After the first presidential debate at Hofstra University, Republican candidate Donald Trump criticized the moderator, Lester Holt, accusing him of being biased. So during the upcoming second debate, there will likely be a lot of scrutiny placed on Anderson Cooper, the co-moderator of the event. Is Cooper going to be fair to both candidates? Is he unbiased? What are his political views?
Cooper, it turns out, goes to great lengths to ensure he stays unbiased. What political party does he vote with? Well, the answer is neither, because he does not vote at all. Cooper revealed in an interview with Howard Stern that he stays out of the electoral process entirely because he’s worried doing so would make him more favorable towards one side or the other.
“I don’t think reporters should vote,” he said. “…I’ve had the debate. There have been years where I have voted, because sometimes I’ve thought maybe I should, and then I’ve gone back and forth on it.”
Cooper went on to say that he certainly thinks the average citizen should vote, but he believes his role is to ask questions and he doesn’t want his questions to be colored by having a personal stake in the outcome of an election. And although he said he has voted in the past, it seems it’s been quite a while since he did, as he told Stern that he “honestly can’t remember” when he voted most recently.
When Howard Stern said that Cooper must have a political stance in his mind, Cooper responded that he thinks this is something a reporter needs to actively fight against.

Task set -
• 1. Output the passage of the Anderson Cooper article, everything from "When Howard Stern" down to "actively fight against.", word for word.
• 2. In the article on Anderson Cooper, who interviewed him when he explained why he stays out of voting?
• 3. Supply the next part of the article on Anderson Cooper's approach to voting, beginning after its final sentence.
The items that come next have no connection to the article on Anderson Cooper.

[Dataset entries]
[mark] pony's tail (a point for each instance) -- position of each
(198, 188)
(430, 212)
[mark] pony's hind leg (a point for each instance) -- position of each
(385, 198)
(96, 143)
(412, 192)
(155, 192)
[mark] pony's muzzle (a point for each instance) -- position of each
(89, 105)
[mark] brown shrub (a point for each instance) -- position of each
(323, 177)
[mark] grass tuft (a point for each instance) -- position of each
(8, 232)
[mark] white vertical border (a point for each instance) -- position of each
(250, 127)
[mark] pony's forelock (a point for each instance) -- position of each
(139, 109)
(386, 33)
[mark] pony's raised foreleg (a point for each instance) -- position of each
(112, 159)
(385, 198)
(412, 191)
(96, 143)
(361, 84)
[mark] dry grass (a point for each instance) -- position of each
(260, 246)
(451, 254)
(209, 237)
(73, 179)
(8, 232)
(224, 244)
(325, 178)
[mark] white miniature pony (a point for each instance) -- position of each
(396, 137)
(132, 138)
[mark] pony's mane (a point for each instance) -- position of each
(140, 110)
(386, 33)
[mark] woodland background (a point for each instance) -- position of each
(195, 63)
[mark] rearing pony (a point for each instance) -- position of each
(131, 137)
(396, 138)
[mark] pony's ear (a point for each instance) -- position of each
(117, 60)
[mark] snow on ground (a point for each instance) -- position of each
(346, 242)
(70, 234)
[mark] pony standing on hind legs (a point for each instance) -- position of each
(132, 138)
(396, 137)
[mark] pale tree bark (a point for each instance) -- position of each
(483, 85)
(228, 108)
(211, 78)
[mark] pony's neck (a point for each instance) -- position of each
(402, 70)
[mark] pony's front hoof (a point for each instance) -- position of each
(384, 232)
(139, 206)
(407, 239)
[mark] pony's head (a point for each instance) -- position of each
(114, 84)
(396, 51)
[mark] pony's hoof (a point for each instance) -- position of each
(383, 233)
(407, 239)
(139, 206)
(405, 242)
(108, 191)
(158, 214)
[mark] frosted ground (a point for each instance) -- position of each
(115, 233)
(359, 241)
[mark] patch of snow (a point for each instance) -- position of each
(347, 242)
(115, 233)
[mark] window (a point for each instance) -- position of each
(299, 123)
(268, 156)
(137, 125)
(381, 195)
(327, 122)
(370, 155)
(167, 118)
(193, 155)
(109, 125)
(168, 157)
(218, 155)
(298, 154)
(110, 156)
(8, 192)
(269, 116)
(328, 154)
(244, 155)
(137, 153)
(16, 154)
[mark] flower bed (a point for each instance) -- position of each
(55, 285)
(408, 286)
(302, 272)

Answers for the exercise -
• 1.
When Howard Stern said that Cooper must have a political stance in his mind, Cooper responded that he thinks this is something a reporter needs to actively fight against.

• 2. Howard Stern

• 3.
Cooper has made similar comments in the past, previously saying in an interview with New York Magazine, “The whole thing about being a reporter is that you’re supposed to be an observer and to be able to adapt with any group you’re in, and I don’t want to do anything that threatens that.”
Throughout Cooper’s career, he has virtually never let a personal political opinion into his newscast, always remaining completely objective. But that’s not the same as not asking tough questions, and Cooper fully believes in holding politicians’ feet to the fire regardless of what party they’re in. During a particularly contentious 2013 interview with Republican Representative Raul Labrador, Cooper refused to back down while going after him.
“I don’t have a stake in this,” Cooper said. “This is the way it works in journalism. When you’re not on Fox News, you get contentious interviews. When you’re not on MSNBC and a liberal, you get contentious interviews. My job is to ask you questions that are different than you think, just as my next guest, who’s a Democrat, I’m gonna ask the same kinds of questions…that’s what a journalist does.”
And indeed, when Anderson Cooper hosted a Democratic presidential debate earlier in 2016, he hit those those candidates with tough questions as well, presenting Hillary Clinton with a list of some of her biggest flip-flops and asking her, “Will you say anything to get elected?”
One issue that’s certainly close to Cooper’s heart, though, is LGBT rights. Cooper is openly gay himself, and in June 2016, after the Pulse nightclub shooting in Orlando, Cooper famously went off on Florida Attorney General Pam Bondi for acting like a champion of LGBT Americans despite her anti-gay record.
“Had there been no gay marriage – had their been no same sex marriage – you do realize that…boyfriends and girlfriends of the dead would not be able to get information, and would not even be able to visit them in the hospital,” Cooper said to Bondi, who has fought against the legalization of same-marriage in the past. “Isn’t there a sick irony in that?”
The second presidential debate airs on Sunday, October 9th at 9:00 p.m. Eastern Time. Cooper’s co-host will be ABC’s Martha Raddatz.